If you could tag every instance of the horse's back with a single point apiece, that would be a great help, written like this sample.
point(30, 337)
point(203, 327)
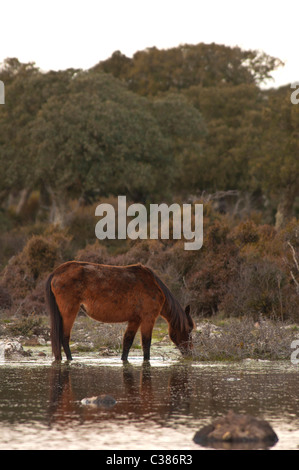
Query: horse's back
point(108, 293)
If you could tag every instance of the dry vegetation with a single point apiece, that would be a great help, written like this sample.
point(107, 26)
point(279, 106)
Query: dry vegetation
point(246, 273)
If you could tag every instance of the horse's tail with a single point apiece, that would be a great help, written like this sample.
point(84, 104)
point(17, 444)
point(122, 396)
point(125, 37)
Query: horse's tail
point(55, 320)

■ **OBJECTIVE**: Could you write out all of the data above again, changing every "a great help" to "very useful", keeping everything else the same and leaving out the pictures?

■ **TASK ANSWER**:
If you could tag every instance of the horse's back with a single point apiece, that would be very useful, written like this sample.
point(30, 337)
point(203, 327)
Query: horse's back
point(108, 293)
If you could tag every instance of the dry vegetation with a single point apiece, that would be very useful, written like this sample.
point(107, 26)
point(279, 106)
Query: dry vegetation
point(246, 273)
If you could tag every instance of the horse's tail with a single point apiece, that would be very useful, written like this sample.
point(84, 104)
point(17, 444)
point(122, 396)
point(125, 37)
Query: horse's tail
point(55, 320)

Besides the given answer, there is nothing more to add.